Task inputs section start

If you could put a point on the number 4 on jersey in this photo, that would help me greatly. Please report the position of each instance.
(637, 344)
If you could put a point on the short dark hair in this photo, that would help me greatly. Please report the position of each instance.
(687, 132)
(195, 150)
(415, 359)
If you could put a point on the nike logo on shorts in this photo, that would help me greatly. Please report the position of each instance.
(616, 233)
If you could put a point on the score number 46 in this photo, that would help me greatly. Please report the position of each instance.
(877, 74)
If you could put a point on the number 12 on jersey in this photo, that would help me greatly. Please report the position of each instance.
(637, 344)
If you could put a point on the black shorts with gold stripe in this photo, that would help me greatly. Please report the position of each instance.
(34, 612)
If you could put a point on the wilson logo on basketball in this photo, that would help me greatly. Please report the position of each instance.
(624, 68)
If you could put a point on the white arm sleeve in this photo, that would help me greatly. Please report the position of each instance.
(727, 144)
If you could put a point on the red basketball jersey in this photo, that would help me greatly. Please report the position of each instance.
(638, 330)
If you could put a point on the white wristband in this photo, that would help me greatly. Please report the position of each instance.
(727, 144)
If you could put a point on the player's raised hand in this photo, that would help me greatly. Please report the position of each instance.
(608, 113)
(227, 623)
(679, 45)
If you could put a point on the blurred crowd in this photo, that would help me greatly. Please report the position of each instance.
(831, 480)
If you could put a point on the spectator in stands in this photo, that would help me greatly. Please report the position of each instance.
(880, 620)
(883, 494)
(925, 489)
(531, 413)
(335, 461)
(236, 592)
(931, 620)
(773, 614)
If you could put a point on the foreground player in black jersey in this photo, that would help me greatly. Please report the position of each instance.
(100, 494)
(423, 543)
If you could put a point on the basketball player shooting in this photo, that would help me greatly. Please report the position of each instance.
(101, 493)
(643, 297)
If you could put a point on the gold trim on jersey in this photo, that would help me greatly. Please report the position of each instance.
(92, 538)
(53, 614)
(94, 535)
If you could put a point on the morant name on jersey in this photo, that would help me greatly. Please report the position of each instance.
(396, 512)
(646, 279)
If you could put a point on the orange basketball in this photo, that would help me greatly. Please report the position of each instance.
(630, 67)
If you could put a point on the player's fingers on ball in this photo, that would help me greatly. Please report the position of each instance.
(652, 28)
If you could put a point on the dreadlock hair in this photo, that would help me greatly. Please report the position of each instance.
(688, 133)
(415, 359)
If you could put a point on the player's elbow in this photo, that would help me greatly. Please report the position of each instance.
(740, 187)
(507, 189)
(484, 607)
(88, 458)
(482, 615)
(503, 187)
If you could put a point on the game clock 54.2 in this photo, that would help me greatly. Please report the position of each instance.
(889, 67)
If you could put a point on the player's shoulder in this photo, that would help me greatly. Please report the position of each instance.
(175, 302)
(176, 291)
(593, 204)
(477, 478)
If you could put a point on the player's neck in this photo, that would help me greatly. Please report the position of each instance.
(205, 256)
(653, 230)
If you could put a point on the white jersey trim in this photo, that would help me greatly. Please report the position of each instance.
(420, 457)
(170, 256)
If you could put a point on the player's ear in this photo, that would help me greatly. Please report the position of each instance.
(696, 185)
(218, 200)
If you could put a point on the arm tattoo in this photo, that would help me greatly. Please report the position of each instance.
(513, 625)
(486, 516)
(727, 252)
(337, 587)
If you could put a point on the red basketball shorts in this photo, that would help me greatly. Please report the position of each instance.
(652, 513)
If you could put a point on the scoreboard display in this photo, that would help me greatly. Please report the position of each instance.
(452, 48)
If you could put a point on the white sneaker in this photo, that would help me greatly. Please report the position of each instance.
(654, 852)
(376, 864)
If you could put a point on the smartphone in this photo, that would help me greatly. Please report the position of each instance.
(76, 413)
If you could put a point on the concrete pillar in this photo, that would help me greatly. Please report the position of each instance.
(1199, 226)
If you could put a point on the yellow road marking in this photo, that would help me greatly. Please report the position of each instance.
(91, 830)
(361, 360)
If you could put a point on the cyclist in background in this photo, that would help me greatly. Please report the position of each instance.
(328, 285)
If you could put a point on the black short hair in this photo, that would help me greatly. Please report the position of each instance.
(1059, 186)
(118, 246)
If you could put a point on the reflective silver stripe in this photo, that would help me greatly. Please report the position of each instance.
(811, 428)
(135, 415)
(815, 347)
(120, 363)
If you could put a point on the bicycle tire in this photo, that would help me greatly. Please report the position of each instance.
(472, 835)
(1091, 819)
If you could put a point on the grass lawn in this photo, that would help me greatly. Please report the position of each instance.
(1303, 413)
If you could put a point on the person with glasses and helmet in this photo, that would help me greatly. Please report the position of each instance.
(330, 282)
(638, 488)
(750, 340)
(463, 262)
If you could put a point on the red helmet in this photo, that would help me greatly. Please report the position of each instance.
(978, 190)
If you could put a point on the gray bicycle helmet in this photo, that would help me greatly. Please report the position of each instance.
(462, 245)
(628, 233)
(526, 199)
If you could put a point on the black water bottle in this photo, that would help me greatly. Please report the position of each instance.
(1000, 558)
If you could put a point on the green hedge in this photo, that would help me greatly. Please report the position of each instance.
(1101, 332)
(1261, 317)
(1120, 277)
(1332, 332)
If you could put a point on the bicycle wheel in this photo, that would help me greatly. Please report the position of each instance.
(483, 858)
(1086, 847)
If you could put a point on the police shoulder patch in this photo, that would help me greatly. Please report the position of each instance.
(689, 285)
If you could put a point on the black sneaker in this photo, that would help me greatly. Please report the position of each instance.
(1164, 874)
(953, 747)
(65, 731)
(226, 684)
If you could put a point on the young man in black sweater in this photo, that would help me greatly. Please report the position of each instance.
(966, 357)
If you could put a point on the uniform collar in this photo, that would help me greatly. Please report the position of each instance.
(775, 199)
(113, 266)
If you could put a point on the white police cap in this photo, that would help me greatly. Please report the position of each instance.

Task inputs section end

Every record shown above must be echoed exactly.

If you could put a point on the number 4 on jersey in this photo, that would help me greatly. Please report the position of each instance.
(637, 344)
If you could put a point on the short dark hair in this photo, that would help me greatly. Please report the position of each instance.
(687, 132)
(195, 150)
(415, 359)
If you could put a point on the nike logo on shorts in this photo, that would help me greatly. Please report the position of each instance.
(616, 233)
If you could put a point on the score number 46 in this photo, that would help me greatly. Please report the position of each instance.
(877, 74)
If you could put a point on the number 12 on jersey in this photo, that would help me greatly. Please report the position of each instance.
(637, 344)
If you could put a point on the black shorts with gold stripe in this photo, that would help me greatly. Please report the position of each instance.
(34, 612)
If you could put a point on the wilson logo on basketball in this photo, that would help me greatly. Please report the position of each instance.
(624, 68)
If you could put a point on the white arm sleeve in this photo, that would help me greatly. Please report the position of each instance.
(727, 144)
If you could put a point on the red basketball jersey in this photo, that would help me greatly. Please report the position of each instance.
(638, 330)
If you could put a point on the white wristband in this photo, that would help me greatly. Please report the position of each instance.
(727, 144)
If you could put a point on the player's raised hand in this photo, that would help me greatly. Please report the position of each instance.
(608, 113)
(227, 623)
(679, 45)
If you could put a point on the blurred crowd in this photo, that would help me greatly. Please report the position of each instance.
(831, 480)
If you could put a point on the spectator in stands in this photo, that would help me greatly. Please report the position of each instance.
(880, 620)
(883, 494)
(925, 489)
(531, 413)
(335, 461)
(236, 592)
(931, 620)
(773, 614)
If you could put a point on the foreground player in black jersey in this photo, that would help me greatly. Please report the position of each instance.
(100, 494)
(423, 543)
If you could put a point on the basketball player shooting in this photo, that would help me greatly. Please report the position of each instance.
(101, 493)
(643, 297)
If you could put a point on the gold trim on jersey in this photo, that would help me greatly. Please report the position of each instance.
(92, 538)
(53, 614)
(94, 535)
If you could put a point on the morant name on jersey in this photo, that would help me greatly. Please report the position of each instance.
(396, 512)
(646, 279)
If you could put a point on the orange basketball in this photo, that would help me greatly. Please report the position of each instance.
(630, 67)
If you could put a point on the player's fingers on ball in this photo, that would help me greatly. Please report the position of each instance.
(652, 28)
If you could put a point on the dreadlock hair in this photo, that would help me greatly. Please report the position of each instance.
(688, 133)
(415, 359)
If you could put a point on the player's elbow in this photo, that would help me greatly. Please report the position of each instance.
(740, 187)
(507, 189)
(484, 607)
(88, 458)
(482, 615)
(503, 187)
If you could put a point on the game clock 54.2 in this photo, that would help me greatly. Please report the position of each instance.
(889, 67)
If you could put a point on the player's shoulder in this photo, that would help me greatly. Please report the position of each instance.
(175, 302)
(176, 291)
(593, 204)
(477, 478)
If you could put a point on the player's neck in this photo, that would help me greatly. Please report the position of each instance.
(205, 256)
(653, 230)
If you could put a point on the white jersey trim in this photo, that would help me greatly. Please report the position of each instance.
(420, 457)
(170, 256)
If you could put a point on the player's ear in this photo, that would help me greatly. Please report the position of each instance.
(696, 185)
(218, 200)
If you could put a point on the arm tattoo in this photo, that would help me greatly. Please report the position of each instance.
(513, 625)
(486, 516)
(727, 252)
(337, 587)
If you could put a point on the red basketball shorts in this photo, that would help me greatly. Please report the position of each instance.
(652, 513)
If you could put a point on the scoreboard display in this photo, that would help me greatly. Please report the position of each instance.
(452, 48)
If you could put a point on the white sneaker in this photo, that would help me greatly. Please report the position of each instance.
(654, 852)
(376, 864)
If you could put a point on the smartphone in this photo, that would help me greatly. Please report the position of each instance.
(76, 413)
If you could put a point on the concrete pillar in this photo, that would help me greatly. Please report the position of each instance.
(1199, 226)
If you could put a point on the yellow road marking in this photo, that would help me greatly. Please report the position of each instance.
(91, 830)
(361, 360)
If you could put a point on the cyclist in background in this photo, that would help me greatly. Please report the position of each instance.
(328, 285)
If you could put a point on the black short hair in this photo, that would help me greatly. Please report the position of each instance.
(1059, 186)
(118, 246)
If you could put a point on the reflective silver stripe in this photo, that would help me greatly. Please report the position of each instance.
(811, 428)
(135, 415)
(815, 347)
(120, 363)
If you could put a point on the bicycle tire in this photo, that would help me greatly. Please report the position of each instance.
(472, 835)
(1091, 819)
If you could put a point on the grass lawn in this photo, that would help me greatly. Please report the position of each instance.
(1303, 413)
If you could put a point on the person with glasses and helmet in this photo, that would help me greatly. Please report the position of each instance.
(330, 282)
(638, 488)
(750, 340)
(463, 262)
If you could put a point on the red helmet in this photo, that would help me greatly. Please report the position of each instance.
(978, 190)
If you could put a point on the gray bicycle helmet in this photo, that would help me greatly. Please report the position of each instance.
(462, 245)
(628, 233)
(526, 199)
If you could put a point on the black water bottle in this photo, that would help me greatly. Please report the position of each instance.
(1000, 558)
If you could put a point on the green hedge in this photo, that would help me greatly. Please report the position of each instance.
(1101, 332)
(1261, 317)
(1120, 277)
(1332, 332)
If you could put a point on the bicycle wheel in this photo, that would help me greatly. Please report the position of each instance.
(483, 858)
(1086, 847)
If you could put a point on the police shoulder patch in this photo, that would help me greatly. Please report the position of each instance.
(689, 285)
If you could put a point on the black sneaker in this photo, that would help me greatly. Please report the position of each instance.
(1164, 874)
(953, 747)
(65, 731)
(226, 684)
If you could put a point on the young man in black sweater in this photo, that would help me greatly. Please report the position of each instance.
(966, 357)
If you could put a point on the uniform collar in this photo, that would help me greatly. Please report the position of each instance.
(775, 199)
(113, 266)
If you could put a point on the white police cap in this photo, that would help me greatly. Please report the position of each instance.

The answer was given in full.